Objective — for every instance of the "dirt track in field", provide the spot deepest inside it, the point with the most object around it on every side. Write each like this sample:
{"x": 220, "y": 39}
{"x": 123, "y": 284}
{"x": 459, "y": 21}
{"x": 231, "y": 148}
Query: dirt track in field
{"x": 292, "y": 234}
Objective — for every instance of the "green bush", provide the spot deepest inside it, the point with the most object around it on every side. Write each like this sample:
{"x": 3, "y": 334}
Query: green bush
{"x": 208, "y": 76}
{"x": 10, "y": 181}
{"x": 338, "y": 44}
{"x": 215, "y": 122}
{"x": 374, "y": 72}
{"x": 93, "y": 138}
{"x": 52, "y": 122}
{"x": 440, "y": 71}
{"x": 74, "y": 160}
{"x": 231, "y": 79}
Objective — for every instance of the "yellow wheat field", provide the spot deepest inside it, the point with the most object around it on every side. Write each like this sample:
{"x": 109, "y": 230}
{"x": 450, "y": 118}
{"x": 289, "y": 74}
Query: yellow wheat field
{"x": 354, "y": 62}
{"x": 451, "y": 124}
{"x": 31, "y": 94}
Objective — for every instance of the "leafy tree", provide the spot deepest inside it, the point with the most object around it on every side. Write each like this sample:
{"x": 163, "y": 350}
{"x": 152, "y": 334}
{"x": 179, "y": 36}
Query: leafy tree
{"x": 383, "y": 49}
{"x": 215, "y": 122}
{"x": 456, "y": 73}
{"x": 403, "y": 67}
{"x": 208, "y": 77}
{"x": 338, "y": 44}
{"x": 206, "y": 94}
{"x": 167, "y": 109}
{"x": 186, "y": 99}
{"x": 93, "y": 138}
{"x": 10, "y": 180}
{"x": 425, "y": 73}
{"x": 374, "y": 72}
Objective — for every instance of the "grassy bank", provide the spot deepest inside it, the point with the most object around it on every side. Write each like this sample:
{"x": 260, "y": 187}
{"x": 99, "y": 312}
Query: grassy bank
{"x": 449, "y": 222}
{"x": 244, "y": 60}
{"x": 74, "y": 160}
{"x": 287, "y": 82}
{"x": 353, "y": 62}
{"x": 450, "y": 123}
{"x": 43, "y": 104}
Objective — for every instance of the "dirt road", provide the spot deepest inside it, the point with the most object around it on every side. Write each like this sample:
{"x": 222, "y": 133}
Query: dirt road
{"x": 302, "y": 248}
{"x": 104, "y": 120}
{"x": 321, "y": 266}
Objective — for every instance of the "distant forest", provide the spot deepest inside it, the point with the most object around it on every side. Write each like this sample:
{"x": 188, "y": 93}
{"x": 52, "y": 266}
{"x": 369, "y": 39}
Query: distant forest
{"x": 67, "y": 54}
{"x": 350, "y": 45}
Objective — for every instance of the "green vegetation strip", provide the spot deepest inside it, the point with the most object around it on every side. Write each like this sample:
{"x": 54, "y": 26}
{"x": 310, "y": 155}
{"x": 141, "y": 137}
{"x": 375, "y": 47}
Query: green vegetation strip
• • •
● Problem requirements: Starting at the top, retype every line of the material above exactly.

● Finished task:
Objective — for every instance of the "dirt track in field", provide the spot deepest inside it, the point with the most object around it on every side. Write each like this sample:
{"x": 220, "y": 39}
{"x": 123, "y": 284}
{"x": 459, "y": 21}
{"x": 231, "y": 148}
Query: dirt track in field
{"x": 292, "y": 234}
Objective — for every instance of the "green bush", provide the spot deepest inside it, the point with the most object around it on every side. Write each like this sample:
{"x": 3, "y": 334}
Query: green bush
{"x": 208, "y": 76}
{"x": 10, "y": 181}
{"x": 338, "y": 44}
{"x": 215, "y": 122}
{"x": 374, "y": 72}
{"x": 93, "y": 138}
{"x": 52, "y": 122}
{"x": 440, "y": 71}
{"x": 74, "y": 160}
{"x": 231, "y": 79}
Objective — for every instance of the "yellow wheat field", provide the spot deepest inside it, the point with the most object around it on every side. Write each like this sample:
{"x": 109, "y": 230}
{"x": 450, "y": 118}
{"x": 289, "y": 74}
Query: yellow wheat field
{"x": 354, "y": 62}
{"x": 451, "y": 124}
{"x": 31, "y": 94}
Objective — for every instance of the "leafy tree", provide the spot deepest inside it, the point with the most object around it on every side. Write each like this sample:
{"x": 163, "y": 350}
{"x": 152, "y": 334}
{"x": 179, "y": 36}
Query: leafy tree
{"x": 383, "y": 49}
{"x": 215, "y": 122}
{"x": 456, "y": 73}
{"x": 403, "y": 67}
{"x": 208, "y": 77}
{"x": 338, "y": 44}
{"x": 206, "y": 94}
{"x": 167, "y": 109}
{"x": 186, "y": 99}
{"x": 93, "y": 138}
{"x": 10, "y": 180}
{"x": 425, "y": 73}
{"x": 374, "y": 72}
Objective — for every instance of the "grassy bank", provide the spot deepest inside it, the point with the most object around it on every side. Write each like this sample:
{"x": 260, "y": 187}
{"x": 99, "y": 312}
Query: grassy bank
{"x": 449, "y": 222}
{"x": 244, "y": 60}
{"x": 74, "y": 160}
{"x": 287, "y": 82}
{"x": 353, "y": 62}
{"x": 450, "y": 123}
{"x": 43, "y": 104}
Objective — for every instance of the "dirt road", provide the spot deepest inside it, the point with the most object around it on every side. Write each like this sample:
{"x": 222, "y": 133}
Query: dirt road
{"x": 302, "y": 248}
{"x": 104, "y": 120}
{"x": 321, "y": 266}
Objective — for every instance of the "distant forest", provide the spot deepest inside it, the point with the most object around it on every side. Write each like this sample:
{"x": 188, "y": 93}
{"x": 52, "y": 266}
{"x": 369, "y": 39}
Query: distant forest
{"x": 67, "y": 54}
{"x": 350, "y": 45}
Objective — for every instance of the "green vegetation strip", provide the spot deepest inside it, the point with the most object around it on every side. Write each like this sample:
{"x": 54, "y": 26}
{"x": 310, "y": 155}
{"x": 141, "y": 137}
{"x": 375, "y": 47}
Query: green vegetation strip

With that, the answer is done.